As you can see, the `Past` and `Family` assertion label and associated entities are filtered.

## setAssertionsConfidence()

In [33]:
assertion_merger = medical.AssertionMerger() \
    .setInputCols("assertion_jsl", "assertion_class", "assertion_past") \
    .setOutputCol("assertion_merger") \
    .setMergeOverlapping(True) \
    .setSelectionStrategy("sequential") \
    .setAssertionSourcePrecedence("assertion_class, assertion_jsl, assertion_past") \
    .setCaseSensitive(False) \
    .setOrderingFeatures(["source", "confidence", "begin"])\
    .setAssertionsConfidence({"Present": 0.95}) \

pipeline = nlp.Pipeline( stages =[document_assembler,
                              sentence_detector,
                              tokenizer,
                              word_embeddings,
                              ner_jsl,
                              ner_jsl_converter,
                              assertion_jsl,
                              ner_clinical,
                              ner_clinical_converter,
                              assertion_classifier,
                              contextual_assertion,
                              assertion_merger])

In [34]:
data = data.coalesce(1).withColumn("idx", F.monotonically_increasing_id())
results = pipeline.fit(data).transform(data)

In [35]:
extract_assertions(results)

---------------

◆ TASK REQUIREMENTS ◆
A - In the assertion merger notebook, what confidence value is given to the "Present" label?
B - Pick up the assertion merger notebook after its last line and continue it.

(Records contained in a dataset)
---------------

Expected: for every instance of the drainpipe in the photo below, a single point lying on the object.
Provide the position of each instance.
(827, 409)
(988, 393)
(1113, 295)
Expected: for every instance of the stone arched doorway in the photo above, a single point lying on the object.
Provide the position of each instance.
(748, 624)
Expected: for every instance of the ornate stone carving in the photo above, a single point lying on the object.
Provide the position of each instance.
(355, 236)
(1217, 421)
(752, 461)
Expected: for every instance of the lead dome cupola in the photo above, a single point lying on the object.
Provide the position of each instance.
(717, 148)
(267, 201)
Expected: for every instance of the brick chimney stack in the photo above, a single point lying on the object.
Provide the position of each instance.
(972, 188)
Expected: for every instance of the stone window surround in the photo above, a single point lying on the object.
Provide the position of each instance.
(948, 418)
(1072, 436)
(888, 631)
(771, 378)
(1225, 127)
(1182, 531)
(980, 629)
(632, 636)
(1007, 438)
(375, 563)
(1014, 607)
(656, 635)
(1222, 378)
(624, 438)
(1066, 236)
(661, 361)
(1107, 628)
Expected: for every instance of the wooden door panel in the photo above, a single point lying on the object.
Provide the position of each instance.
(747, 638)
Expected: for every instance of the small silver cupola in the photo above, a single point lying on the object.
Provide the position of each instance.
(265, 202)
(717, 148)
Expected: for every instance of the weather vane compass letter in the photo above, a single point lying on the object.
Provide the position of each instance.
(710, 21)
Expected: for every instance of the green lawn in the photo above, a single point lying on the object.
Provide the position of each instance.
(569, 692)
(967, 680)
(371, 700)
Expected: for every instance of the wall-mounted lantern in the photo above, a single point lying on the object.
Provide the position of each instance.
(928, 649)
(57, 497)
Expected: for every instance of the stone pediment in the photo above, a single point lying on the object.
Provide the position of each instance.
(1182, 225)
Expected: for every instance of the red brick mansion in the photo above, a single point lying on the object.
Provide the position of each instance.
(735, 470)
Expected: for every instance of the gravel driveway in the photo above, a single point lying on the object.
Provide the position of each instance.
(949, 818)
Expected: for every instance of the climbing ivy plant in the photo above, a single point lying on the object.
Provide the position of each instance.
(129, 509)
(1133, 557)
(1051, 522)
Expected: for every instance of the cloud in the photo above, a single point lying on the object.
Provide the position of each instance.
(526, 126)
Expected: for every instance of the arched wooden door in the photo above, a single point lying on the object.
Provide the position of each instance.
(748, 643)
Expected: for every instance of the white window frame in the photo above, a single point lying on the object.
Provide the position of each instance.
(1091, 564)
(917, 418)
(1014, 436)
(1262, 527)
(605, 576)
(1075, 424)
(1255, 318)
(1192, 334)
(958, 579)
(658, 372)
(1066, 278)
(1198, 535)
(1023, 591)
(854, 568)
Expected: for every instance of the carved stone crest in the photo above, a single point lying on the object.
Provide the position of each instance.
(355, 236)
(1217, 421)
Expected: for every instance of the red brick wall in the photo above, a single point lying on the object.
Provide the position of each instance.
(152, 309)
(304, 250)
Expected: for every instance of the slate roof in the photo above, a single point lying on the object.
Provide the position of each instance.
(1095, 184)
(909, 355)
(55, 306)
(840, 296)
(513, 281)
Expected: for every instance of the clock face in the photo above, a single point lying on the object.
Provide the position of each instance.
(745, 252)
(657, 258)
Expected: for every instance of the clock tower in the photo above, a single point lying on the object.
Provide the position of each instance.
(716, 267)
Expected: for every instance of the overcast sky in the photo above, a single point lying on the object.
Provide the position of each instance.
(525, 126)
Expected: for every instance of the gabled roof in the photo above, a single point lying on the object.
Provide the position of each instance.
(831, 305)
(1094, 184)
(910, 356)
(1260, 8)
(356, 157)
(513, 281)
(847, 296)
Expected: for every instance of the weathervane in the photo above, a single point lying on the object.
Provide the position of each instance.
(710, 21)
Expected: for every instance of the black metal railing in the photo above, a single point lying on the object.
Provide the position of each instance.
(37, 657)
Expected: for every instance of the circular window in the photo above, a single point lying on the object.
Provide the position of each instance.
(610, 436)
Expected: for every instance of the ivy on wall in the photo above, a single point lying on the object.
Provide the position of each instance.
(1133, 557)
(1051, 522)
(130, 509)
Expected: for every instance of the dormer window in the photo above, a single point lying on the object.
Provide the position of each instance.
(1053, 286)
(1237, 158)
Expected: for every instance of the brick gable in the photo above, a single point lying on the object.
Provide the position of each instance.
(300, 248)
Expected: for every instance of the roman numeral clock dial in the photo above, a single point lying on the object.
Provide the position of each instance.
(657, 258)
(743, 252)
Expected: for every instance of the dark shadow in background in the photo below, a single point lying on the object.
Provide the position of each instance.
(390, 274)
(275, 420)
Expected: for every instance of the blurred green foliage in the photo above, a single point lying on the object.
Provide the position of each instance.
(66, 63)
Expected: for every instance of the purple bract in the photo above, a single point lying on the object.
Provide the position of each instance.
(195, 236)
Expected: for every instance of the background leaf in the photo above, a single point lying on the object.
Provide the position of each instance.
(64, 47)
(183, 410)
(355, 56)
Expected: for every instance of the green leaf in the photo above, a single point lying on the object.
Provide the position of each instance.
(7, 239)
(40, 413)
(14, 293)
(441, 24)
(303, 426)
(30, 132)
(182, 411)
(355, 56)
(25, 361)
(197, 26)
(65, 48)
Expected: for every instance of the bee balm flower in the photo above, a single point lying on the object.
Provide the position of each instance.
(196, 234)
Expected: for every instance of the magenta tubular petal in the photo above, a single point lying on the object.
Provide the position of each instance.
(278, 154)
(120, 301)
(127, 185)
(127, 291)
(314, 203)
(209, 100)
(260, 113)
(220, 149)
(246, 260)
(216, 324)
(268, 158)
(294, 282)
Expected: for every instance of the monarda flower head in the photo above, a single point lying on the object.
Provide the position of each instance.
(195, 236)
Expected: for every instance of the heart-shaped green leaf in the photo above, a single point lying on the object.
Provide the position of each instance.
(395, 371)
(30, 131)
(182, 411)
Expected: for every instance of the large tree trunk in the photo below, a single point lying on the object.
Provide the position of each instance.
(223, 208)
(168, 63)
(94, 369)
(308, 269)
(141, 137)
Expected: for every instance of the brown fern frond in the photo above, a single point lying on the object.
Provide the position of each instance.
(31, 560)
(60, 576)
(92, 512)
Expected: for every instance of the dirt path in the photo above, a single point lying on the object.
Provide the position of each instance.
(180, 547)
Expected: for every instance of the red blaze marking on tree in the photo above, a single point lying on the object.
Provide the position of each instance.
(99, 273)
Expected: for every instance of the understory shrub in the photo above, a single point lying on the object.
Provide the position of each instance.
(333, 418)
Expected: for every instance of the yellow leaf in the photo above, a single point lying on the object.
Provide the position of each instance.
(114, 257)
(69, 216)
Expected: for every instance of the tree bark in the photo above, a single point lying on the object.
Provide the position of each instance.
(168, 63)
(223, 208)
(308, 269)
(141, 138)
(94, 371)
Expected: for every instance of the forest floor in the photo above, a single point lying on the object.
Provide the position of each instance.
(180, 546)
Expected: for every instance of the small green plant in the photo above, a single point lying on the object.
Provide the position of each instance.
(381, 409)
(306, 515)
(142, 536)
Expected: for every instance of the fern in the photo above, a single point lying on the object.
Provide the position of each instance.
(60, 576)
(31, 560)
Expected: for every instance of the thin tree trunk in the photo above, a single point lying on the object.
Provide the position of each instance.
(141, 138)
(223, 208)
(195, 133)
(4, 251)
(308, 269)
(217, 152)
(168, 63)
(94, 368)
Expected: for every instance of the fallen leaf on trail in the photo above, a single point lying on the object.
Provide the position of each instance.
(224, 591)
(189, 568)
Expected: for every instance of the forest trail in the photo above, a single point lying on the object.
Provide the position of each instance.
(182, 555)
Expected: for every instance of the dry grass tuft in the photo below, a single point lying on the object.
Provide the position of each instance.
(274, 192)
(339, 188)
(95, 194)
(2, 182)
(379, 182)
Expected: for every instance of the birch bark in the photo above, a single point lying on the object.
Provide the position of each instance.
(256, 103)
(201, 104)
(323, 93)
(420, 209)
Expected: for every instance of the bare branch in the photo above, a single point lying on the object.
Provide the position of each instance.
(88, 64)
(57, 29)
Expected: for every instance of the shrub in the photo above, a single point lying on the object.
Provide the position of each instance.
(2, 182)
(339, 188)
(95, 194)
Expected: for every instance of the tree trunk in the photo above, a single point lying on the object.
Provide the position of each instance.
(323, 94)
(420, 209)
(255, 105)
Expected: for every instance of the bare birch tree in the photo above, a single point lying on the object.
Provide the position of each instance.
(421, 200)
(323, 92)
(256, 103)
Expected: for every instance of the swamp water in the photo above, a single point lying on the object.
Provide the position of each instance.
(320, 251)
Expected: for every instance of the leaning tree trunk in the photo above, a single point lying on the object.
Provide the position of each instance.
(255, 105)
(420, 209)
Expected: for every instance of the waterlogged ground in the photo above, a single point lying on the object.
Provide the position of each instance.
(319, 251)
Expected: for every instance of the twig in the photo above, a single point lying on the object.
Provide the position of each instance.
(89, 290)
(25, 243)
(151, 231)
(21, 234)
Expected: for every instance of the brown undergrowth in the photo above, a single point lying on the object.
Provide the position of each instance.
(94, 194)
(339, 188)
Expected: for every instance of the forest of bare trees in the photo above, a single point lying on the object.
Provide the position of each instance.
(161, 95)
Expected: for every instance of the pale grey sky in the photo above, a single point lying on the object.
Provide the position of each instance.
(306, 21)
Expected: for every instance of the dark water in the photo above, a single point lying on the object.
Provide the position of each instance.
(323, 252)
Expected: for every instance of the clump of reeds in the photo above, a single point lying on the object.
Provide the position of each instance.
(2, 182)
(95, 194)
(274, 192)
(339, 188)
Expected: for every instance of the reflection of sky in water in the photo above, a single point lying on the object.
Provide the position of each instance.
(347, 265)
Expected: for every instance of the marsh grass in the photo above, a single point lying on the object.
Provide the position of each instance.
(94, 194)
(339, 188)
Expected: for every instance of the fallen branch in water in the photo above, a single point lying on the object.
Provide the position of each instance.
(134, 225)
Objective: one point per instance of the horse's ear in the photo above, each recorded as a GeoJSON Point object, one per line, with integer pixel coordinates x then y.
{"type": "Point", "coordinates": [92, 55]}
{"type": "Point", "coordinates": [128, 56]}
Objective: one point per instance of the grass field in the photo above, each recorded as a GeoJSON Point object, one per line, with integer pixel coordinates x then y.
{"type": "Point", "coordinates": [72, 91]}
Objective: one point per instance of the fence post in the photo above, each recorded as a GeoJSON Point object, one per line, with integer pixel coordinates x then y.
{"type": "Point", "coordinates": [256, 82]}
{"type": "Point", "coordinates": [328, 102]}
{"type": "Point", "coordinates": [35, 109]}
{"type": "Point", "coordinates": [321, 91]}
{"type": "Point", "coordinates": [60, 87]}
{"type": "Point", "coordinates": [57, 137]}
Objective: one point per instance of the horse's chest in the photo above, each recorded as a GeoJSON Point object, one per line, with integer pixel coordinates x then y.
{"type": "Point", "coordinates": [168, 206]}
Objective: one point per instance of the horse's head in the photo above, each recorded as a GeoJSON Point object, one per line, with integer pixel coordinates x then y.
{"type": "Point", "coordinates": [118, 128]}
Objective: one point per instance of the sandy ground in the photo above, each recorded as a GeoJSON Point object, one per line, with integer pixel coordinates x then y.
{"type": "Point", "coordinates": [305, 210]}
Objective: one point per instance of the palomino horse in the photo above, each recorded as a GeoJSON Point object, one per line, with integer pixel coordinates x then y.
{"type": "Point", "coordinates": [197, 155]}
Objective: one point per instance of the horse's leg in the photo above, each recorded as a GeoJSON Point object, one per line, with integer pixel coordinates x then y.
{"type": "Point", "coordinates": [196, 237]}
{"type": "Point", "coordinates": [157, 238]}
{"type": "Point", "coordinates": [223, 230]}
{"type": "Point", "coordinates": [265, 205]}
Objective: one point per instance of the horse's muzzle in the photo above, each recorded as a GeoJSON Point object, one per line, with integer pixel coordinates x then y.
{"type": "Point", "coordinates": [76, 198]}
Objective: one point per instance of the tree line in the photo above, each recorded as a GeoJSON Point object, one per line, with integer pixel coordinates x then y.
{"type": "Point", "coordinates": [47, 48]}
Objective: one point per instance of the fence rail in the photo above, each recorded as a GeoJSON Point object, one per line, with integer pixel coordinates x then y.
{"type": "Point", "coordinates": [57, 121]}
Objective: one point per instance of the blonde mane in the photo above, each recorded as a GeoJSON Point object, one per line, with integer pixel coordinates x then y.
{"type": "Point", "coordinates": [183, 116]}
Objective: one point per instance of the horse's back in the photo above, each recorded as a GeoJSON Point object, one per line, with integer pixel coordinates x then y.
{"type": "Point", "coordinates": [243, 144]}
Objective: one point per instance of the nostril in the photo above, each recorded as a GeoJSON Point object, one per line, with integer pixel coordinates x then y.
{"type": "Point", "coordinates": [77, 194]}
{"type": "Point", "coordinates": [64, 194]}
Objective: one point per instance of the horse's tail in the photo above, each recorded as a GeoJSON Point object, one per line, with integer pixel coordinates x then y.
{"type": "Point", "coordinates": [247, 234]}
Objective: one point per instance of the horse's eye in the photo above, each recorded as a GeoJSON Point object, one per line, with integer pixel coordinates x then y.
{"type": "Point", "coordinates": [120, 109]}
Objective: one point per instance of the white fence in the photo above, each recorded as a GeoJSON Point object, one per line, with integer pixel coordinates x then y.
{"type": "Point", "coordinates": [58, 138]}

---------------

◆ SOLVED PROBLEMS ◆
A - 0.95

B -
+---+--------------------+-----+---+---------+---------+----------------+----------+
|idx|ner_chunk           |begin|end|ner_label|assertion|assertion_source|confidence|
+---+--------------------+-----+---+---------+---------+----------------+----------+
|0  |a headache          |12   |21 |PROBLEM  |Present  |assertion_class |0.99922687|
|0  |anxious             |57   |63 |PROBLEM  |Possible |assertion_class |0.9912843 |
|0  |alopecia            |89   |96 |PROBLEM  |Absent   |assertion_class |0.9978027 |
|0  |pain                |116  |119|PROBLEM  |Absent   |assertion_class |0.99867624|
|0  |paralyzed           |136  |144|Symptom  |Family   |assertion_jsl   |0.9995    |
|0  |stressor            |158  |165|Symptom  |Family   |assertion_jsl   |1.0       |
|0  |her current insomnia|233  |252|PROBLEM  |Present  |assertion_class |0.9993082 |
+---+--------------------+-----+---+---------+---------+----------------+----------+



This means that the `Present` label will only be accepted if the model assigns it a confidence score of 0.95 or higher. Predictions with lower confidence will be filtered out.